**Vorliegender Text**
Charlotte Knobloch, Präsidentin des Zentralrats der Juden, Foto: ddp


Charlotte Knobloch wünscht
Holocaust-Unterricht in Schulen

Ableitung ethischer Handlungsweisen aus der Shoah



DIE WELT:
Frau Knobloch, Sie fordern die Einführung eines gesonderten Unterrichtsfaches "Holocaust".
Glauben Sie, daß Rechtsradikalismus einfach eine Frage mangelnder Information ist?


Charlotte Knobloch:
Die Faktenvermittlung muß im Geschichtsunterricht stattfinden.
Die moralische Dimension der Shoah und die Ableitung konkreter ethischer Handlungsanweisungen finden an vielen Schulen zu wenig Beachtung.

Ich wünsche mir Toleranztrainings und Maßnahmen der Demokratiebildung,
wie das in Israel konzipierte "Betsavta."


Den jungen Menschen darf aber nicht das Gefühl vermittelt werden,
sie seien Schuld an den Verbrechen gegen die Menschlichkeit.

Sie sind nicht schuldig und
die Vermittlung eines solchen Gefühls
ist kontraproduktiv und blockierend.

Der Nationalsozialismus muß so vermittelt werden,
daß den Jugendlichen klar wird, daß sie keine Schuld an,
sondern Verantwortung aus der Geschichte haben
und sich entsprechend politisch engagieren.

**Daten**
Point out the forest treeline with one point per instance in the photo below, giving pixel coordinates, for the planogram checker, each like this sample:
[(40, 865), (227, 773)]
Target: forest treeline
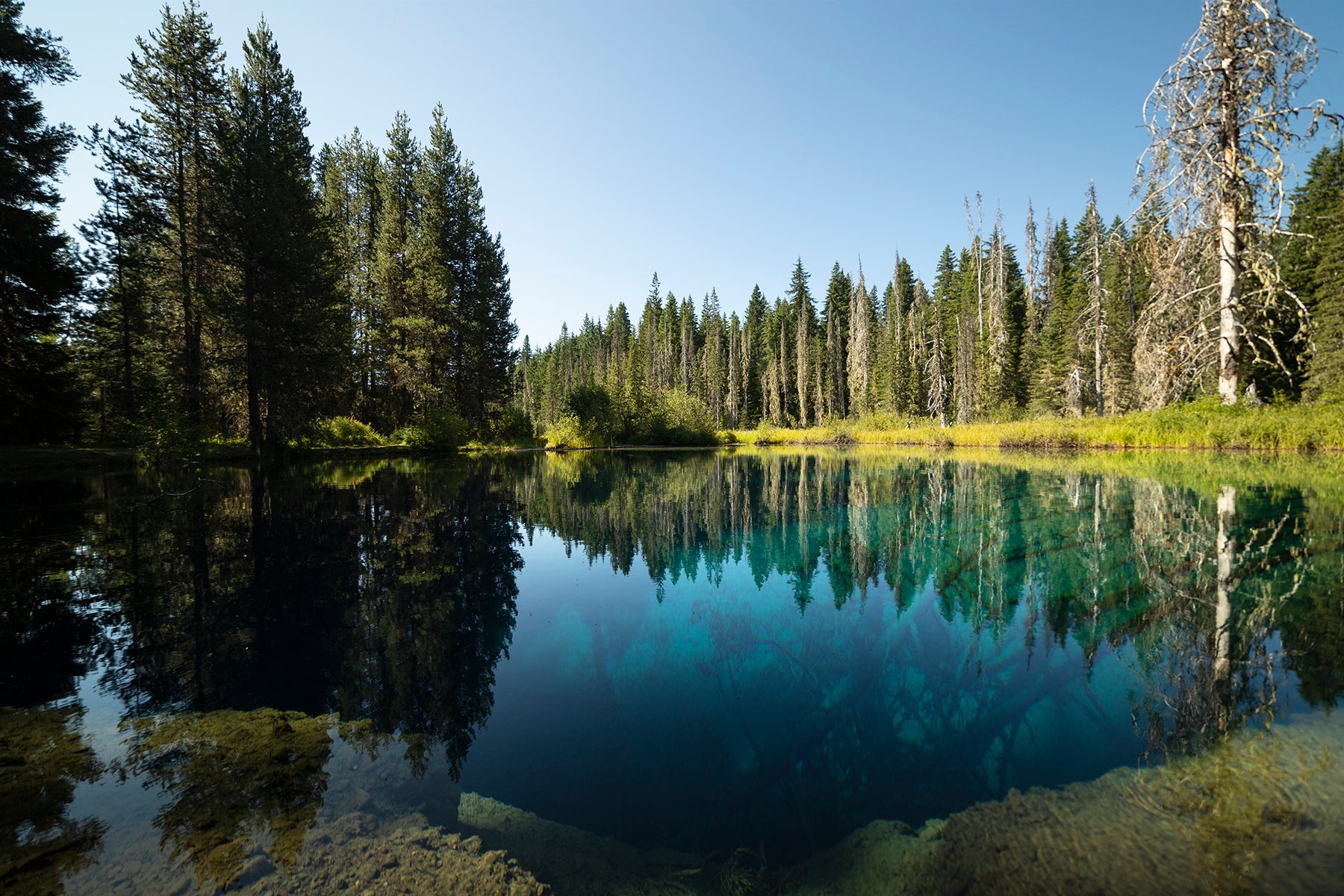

**Arbeitsaufträge**
a) Gib bitte den Abschnitt aus dem Interview wörtlich wieder, beginnend bei "Glauben Sie, daß" und endend bei "zu wenig Beachtung.".
b) Welche in Israel konzipierte Maßnahme der Demokratiebildung nennt Charlotte Knobloch im Interview?
Die Zeilen sind eigenständiges Material und gehören nicht zum Interview.

**Erwartete Antworten**
a)
Glauben Sie, daß Rechtsradikalismus einfach eine Frage mangelnder Information ist?


Charlotte Knobloch:
Die Faktenvermittlung muß im Geschichtsunterricht stattfinden.
Die moralische Dimension der Shoah und die Ableitung konkreter ethischer Handlungsanweisungen finden an vielen Schulen zu wenig Beachtung.

b) Betsavta.